=== TASK REQUIREMENTS ===
Show each line of the material below that contains the word "hazy", copying every such line in full.

=== ENTRIES SUPPLIED ===
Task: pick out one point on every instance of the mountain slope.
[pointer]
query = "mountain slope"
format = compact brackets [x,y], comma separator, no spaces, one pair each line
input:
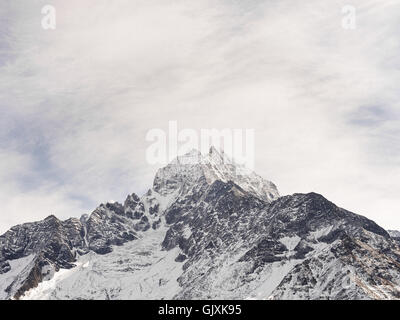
[207,229]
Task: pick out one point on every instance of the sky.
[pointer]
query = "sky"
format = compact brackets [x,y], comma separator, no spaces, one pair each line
[77,101]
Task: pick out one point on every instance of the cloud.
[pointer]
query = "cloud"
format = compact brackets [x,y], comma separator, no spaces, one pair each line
[76,102]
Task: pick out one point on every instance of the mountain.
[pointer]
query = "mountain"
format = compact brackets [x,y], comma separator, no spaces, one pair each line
[208,228]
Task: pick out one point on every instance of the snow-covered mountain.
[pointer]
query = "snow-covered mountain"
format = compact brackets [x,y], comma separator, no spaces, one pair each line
[206,229]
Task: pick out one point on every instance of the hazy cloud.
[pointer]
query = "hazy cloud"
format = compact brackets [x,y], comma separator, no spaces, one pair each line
[76,102]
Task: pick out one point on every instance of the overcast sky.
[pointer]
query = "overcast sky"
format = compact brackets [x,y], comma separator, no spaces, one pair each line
[76,102]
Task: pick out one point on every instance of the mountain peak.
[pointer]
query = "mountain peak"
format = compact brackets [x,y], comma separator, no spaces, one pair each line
[189,168]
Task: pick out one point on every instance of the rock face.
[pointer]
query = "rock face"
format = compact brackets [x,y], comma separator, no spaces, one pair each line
[207,229]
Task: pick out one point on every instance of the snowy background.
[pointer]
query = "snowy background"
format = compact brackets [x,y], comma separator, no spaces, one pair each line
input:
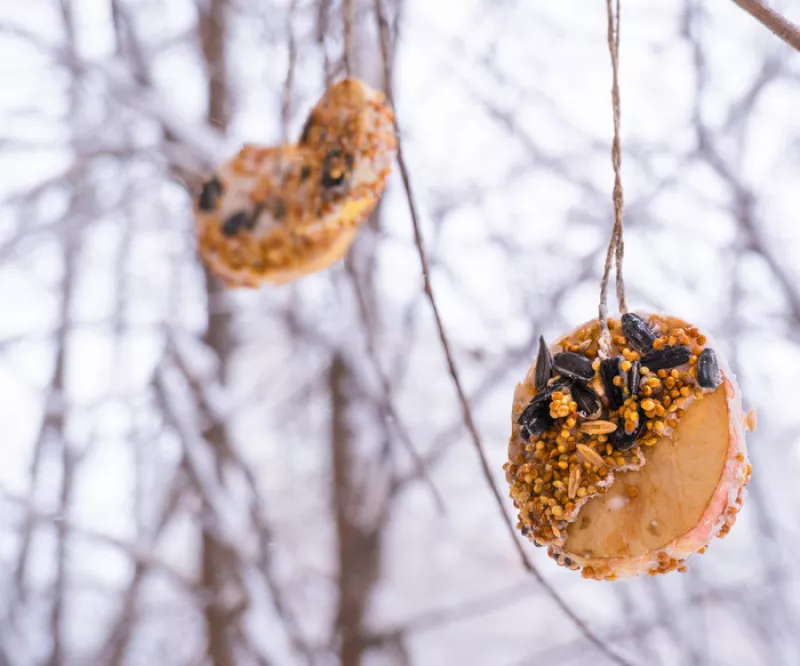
[190,475]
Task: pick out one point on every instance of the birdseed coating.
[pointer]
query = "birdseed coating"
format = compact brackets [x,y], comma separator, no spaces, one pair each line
[574,431]
[277,213]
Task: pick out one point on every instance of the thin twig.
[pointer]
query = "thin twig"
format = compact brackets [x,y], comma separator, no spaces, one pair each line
[445,343]
[779,25]
[347,9]
[387,405]
[616,246]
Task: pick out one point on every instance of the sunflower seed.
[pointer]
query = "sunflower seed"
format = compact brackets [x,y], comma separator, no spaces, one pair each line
[670,356]
[574,481]
[633,378]
[609,368]
[708,374]
[591,456]
[544,365]
[209,195]
[588,403]
[535,419]
[637,332]
[573,365]
[597,427]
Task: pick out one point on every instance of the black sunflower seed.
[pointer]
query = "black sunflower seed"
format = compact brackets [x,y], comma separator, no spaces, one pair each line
[544,395]
[544,365]
[573,365]
[637,332]
[670,356]
[624,441]
[535,418]
[708,374]
[336,169]
[588,402]
[209,195]
[609,368]
[633,378]
[234,223]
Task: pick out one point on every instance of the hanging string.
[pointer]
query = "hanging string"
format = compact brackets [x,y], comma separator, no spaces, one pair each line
[347,8]
[616,246]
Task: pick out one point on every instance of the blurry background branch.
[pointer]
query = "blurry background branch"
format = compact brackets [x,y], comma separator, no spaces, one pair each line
[192,475]
[778,24]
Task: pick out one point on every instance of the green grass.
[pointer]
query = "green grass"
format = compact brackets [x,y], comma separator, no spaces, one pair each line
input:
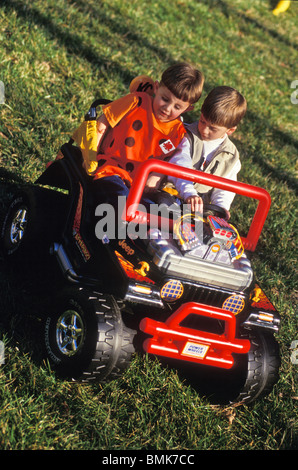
[56,58]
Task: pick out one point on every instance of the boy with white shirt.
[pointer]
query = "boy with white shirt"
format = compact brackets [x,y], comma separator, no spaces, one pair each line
[208,148]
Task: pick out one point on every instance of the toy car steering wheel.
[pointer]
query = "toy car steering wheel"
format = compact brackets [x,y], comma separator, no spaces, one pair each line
[213,209]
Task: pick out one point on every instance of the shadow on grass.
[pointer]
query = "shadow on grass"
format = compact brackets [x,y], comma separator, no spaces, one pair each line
[77,47]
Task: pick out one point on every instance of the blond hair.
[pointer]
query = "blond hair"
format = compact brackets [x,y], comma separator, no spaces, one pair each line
[224,106]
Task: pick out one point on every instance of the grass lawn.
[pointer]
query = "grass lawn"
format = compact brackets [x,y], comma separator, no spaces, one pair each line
[56,58]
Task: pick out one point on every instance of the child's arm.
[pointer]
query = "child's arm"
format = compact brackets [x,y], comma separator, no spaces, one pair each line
[182,157]
[222,198]
[102,125]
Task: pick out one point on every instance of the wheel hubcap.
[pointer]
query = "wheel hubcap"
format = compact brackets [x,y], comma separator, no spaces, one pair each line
[18,225]
[70,333]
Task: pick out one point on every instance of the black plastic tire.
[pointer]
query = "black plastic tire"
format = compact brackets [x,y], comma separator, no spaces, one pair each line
[251,378]
[260,367]
[17,230]
[85,337]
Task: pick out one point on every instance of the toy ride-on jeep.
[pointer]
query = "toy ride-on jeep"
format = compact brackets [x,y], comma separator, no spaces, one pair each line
[188,298]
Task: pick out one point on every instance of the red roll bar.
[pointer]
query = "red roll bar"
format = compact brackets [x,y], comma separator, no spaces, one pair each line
[165,168]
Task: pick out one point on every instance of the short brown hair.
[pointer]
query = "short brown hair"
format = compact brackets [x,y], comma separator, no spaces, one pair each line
[184,81]
[224,106]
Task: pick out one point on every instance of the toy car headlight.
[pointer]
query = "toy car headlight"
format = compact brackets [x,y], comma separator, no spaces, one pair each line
[172,290]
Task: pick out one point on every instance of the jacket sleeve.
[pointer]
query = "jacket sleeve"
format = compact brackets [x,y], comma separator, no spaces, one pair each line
[182,157]
[222,198]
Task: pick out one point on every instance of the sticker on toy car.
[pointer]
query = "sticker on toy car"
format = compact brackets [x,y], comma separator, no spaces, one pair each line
[195,350]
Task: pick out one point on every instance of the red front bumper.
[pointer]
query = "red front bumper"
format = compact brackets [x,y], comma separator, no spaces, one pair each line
[172,340]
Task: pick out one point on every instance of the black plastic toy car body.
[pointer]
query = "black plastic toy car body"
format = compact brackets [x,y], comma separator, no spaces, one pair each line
[200,306]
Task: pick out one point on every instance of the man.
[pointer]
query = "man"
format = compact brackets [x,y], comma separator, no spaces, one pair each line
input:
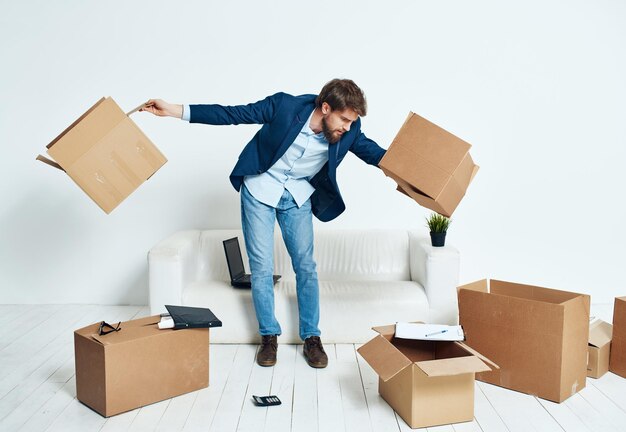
[287,173]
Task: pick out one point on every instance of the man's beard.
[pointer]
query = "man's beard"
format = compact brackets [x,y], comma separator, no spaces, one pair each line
[328,134]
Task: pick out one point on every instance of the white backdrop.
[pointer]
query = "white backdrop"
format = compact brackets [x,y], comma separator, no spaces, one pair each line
[538,88]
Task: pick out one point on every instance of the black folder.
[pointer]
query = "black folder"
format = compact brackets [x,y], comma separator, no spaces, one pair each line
[192,317]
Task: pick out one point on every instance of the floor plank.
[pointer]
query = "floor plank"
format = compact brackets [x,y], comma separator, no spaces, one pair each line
[230,406]
[206,403]
[520,412]
[278,417]
[305,404]
[38,389]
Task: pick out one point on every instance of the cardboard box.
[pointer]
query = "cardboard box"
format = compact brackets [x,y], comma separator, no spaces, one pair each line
[538,336]
[138,365]
[106,154]
[429,164]
[617,363]
[427,383]
[599,348]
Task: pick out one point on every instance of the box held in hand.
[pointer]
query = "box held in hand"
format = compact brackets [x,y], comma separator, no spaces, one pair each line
[106,154]
[538,336]
[429,164]
[427,383]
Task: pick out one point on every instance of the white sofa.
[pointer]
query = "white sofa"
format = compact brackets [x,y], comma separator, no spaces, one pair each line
[366,278]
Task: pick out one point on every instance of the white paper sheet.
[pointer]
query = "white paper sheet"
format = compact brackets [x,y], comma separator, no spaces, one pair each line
[437,332]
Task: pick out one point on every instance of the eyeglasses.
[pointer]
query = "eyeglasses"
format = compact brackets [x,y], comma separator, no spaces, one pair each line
[106,328]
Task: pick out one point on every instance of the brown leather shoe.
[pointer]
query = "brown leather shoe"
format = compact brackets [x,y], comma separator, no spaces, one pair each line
[314,352]
[267,351]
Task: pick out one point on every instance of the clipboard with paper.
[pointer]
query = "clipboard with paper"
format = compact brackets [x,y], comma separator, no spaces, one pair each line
[434,332]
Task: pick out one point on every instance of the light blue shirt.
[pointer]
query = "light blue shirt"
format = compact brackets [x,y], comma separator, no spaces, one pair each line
[302,160]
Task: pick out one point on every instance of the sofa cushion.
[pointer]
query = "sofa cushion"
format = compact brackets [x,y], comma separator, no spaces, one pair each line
[354,255]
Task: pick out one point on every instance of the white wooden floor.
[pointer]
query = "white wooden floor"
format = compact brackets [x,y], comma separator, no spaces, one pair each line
[37,388]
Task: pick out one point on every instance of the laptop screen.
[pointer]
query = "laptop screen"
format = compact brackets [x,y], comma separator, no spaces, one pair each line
[233,258]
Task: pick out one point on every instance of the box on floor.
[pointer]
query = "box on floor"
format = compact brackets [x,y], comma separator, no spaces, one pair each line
[617,363]
[599,348]
[427,383]
[429,164]
[538,336]
[106,154]
[138,365]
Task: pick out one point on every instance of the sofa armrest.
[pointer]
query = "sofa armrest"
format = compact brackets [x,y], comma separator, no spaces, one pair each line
[437,270]
[172,265]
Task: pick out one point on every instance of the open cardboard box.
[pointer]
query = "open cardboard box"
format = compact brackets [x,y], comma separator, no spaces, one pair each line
[429,164]
[105,153]
[538,336]
[617,363]
[138,365]
[427,383]
[599,348]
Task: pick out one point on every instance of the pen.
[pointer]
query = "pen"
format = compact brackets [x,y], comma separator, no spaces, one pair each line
[439,332]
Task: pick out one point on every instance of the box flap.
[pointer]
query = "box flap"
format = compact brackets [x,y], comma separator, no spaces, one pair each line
[388,330]
[477,354]
[452,366]
[383,357]
[600,333]
[49,162]
[480,286]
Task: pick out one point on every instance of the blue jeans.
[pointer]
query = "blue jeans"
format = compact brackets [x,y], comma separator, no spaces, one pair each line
[296,225]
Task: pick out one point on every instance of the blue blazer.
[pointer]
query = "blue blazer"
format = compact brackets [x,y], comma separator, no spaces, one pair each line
[283,116]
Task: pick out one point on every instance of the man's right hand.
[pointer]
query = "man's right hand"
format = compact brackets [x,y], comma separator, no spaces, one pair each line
[163,109]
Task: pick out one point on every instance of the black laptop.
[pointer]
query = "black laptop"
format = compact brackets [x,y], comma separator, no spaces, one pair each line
[238,276]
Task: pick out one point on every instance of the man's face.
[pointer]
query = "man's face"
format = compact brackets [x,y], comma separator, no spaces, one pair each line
[336,123]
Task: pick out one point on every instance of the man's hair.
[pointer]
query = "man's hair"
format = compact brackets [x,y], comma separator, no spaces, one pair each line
[341,94]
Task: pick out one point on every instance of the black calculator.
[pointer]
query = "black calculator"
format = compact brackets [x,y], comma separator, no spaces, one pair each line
[266,400]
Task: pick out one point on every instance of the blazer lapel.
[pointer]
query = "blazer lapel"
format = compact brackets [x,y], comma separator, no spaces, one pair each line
[294,129]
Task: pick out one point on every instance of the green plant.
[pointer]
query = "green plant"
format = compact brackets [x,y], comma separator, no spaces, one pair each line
[438,223]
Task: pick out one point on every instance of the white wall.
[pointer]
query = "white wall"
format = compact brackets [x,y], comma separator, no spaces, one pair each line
[537,87]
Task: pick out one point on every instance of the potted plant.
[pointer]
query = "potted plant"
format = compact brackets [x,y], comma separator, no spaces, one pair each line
[438,225]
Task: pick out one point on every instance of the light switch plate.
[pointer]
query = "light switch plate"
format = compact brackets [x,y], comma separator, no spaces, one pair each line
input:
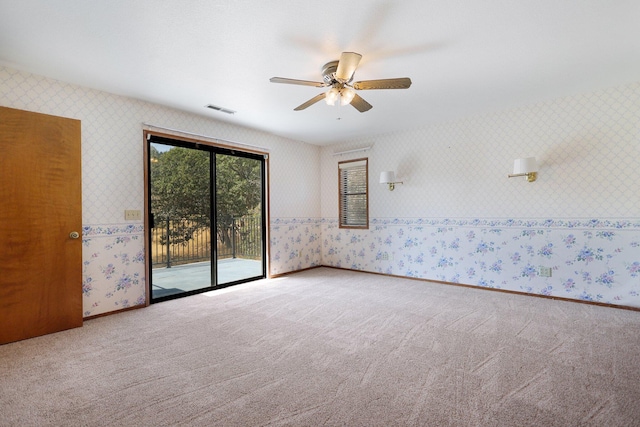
[132,215]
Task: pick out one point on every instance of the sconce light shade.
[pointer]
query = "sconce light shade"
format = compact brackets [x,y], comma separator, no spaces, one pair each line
[525,167]
[387,177]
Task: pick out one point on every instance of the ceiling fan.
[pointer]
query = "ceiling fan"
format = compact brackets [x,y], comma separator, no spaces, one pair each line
[338,75]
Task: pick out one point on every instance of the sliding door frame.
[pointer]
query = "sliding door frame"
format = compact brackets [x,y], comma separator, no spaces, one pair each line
[213,148]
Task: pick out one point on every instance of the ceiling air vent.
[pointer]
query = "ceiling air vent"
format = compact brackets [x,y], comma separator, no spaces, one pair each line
[221,109]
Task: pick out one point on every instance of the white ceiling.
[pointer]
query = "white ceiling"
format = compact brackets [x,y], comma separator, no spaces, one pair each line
[464,56]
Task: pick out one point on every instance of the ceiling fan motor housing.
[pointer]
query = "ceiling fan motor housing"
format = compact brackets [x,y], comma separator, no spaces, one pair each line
[329,72]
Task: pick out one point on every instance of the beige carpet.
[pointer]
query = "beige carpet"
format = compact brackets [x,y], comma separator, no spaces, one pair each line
[331,347]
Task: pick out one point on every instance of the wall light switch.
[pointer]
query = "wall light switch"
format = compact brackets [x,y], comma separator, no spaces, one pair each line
[132,215]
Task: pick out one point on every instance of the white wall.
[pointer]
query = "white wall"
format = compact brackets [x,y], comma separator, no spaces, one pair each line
[112,177]
[458,218]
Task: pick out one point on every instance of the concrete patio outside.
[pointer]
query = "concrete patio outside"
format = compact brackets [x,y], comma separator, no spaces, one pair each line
[189,277]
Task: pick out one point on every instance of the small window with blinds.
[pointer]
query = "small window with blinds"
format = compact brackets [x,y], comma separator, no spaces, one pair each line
[354,202]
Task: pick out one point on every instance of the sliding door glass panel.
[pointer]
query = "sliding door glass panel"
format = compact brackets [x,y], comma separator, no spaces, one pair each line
[239,218]
[180,206]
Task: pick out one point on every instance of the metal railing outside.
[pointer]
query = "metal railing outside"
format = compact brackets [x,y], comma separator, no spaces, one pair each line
[176,241]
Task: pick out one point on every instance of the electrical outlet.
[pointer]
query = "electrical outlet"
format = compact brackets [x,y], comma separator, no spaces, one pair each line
[132,215]
[544,271]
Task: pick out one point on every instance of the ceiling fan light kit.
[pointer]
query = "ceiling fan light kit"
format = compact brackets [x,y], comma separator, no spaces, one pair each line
[338,75]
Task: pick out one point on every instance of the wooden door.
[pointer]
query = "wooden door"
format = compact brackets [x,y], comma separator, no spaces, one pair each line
[40,199]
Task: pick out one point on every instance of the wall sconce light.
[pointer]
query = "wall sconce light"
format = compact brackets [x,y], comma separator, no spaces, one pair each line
[389,177]
[525,167]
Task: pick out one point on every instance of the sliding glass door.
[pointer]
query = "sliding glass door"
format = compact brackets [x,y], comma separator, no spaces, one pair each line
[239,219]
[207,216]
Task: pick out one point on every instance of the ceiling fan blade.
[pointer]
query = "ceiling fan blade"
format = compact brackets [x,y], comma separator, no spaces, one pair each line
[399,83]
[360,104]
[310,102]
[296,82]
[347,66]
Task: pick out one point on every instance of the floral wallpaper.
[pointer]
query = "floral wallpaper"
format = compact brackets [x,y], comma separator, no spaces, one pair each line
[295,244]
[591,260]
[113,273]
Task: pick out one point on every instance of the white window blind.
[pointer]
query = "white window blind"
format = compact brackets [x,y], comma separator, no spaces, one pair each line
[353,180]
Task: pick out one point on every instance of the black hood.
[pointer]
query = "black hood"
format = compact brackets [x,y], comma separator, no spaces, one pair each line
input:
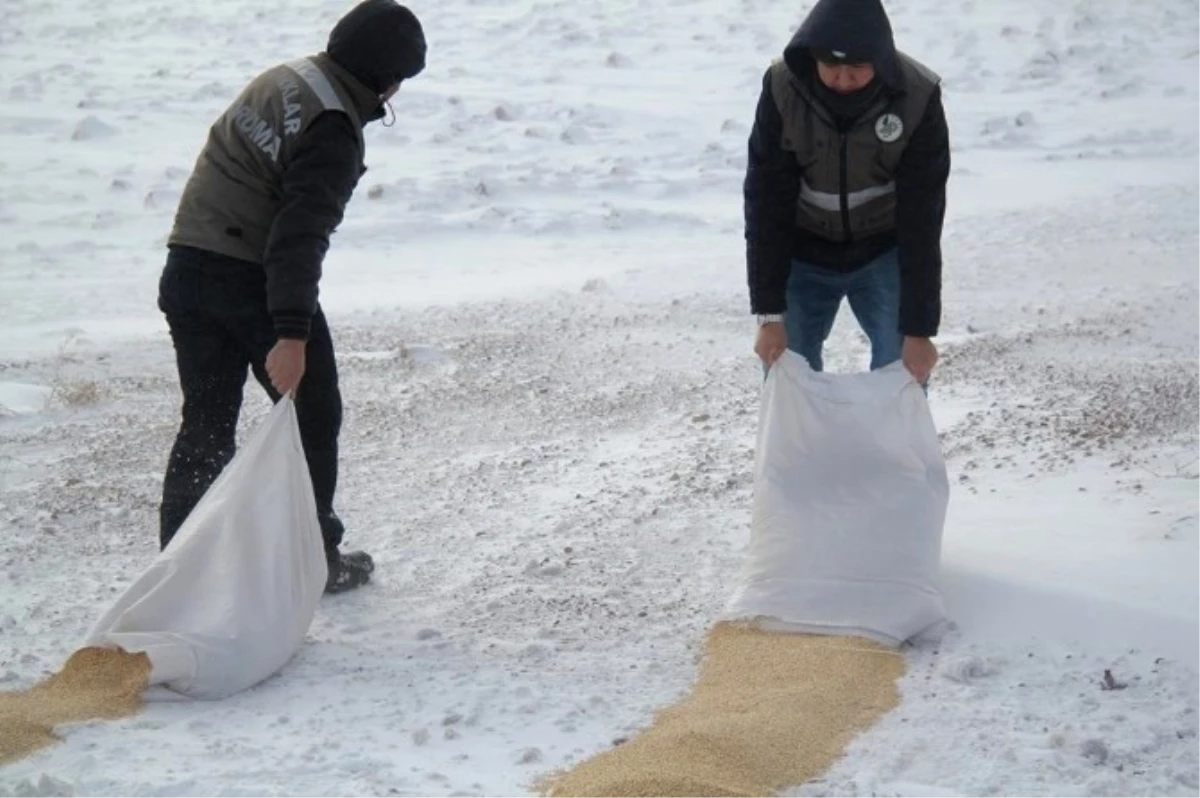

=== RESPONSE TO THE EXERCISE ===
Task: pick out one point on every instance of the hazy cloud.
query = "hazy cloud"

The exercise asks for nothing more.